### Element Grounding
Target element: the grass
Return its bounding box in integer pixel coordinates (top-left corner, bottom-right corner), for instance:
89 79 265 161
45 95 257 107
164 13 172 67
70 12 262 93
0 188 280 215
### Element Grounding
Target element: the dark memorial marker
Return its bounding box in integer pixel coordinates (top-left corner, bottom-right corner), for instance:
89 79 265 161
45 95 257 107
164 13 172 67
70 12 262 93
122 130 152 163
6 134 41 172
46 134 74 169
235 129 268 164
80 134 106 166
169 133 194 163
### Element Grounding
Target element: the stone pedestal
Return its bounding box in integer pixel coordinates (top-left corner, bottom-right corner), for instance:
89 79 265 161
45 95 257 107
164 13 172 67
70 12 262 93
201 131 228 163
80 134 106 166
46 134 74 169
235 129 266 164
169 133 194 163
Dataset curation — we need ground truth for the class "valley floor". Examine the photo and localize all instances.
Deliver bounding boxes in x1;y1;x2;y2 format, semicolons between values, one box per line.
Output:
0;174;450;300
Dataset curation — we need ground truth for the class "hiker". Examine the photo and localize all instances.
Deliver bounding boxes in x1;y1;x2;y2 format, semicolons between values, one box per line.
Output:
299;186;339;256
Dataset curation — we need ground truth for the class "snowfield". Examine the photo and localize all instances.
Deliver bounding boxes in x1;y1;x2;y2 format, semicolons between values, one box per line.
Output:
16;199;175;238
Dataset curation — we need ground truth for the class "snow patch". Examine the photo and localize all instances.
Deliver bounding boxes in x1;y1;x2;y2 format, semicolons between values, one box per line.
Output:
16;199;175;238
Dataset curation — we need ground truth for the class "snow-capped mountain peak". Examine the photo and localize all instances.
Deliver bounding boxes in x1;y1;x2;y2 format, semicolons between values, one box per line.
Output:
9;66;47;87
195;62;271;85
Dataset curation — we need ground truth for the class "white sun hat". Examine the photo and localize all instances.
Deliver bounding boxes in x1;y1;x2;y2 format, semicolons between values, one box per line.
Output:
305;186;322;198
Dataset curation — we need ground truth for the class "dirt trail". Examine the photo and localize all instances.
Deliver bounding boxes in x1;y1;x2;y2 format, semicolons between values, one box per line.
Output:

- What is required -
Which lines in the rows above contain the word "Target"? Show each of those lines in full, and count a line only if its capitalization matches.

- In response -
Target element: the grass
Target element: the dark memorial marker
Target element: the stone pedestal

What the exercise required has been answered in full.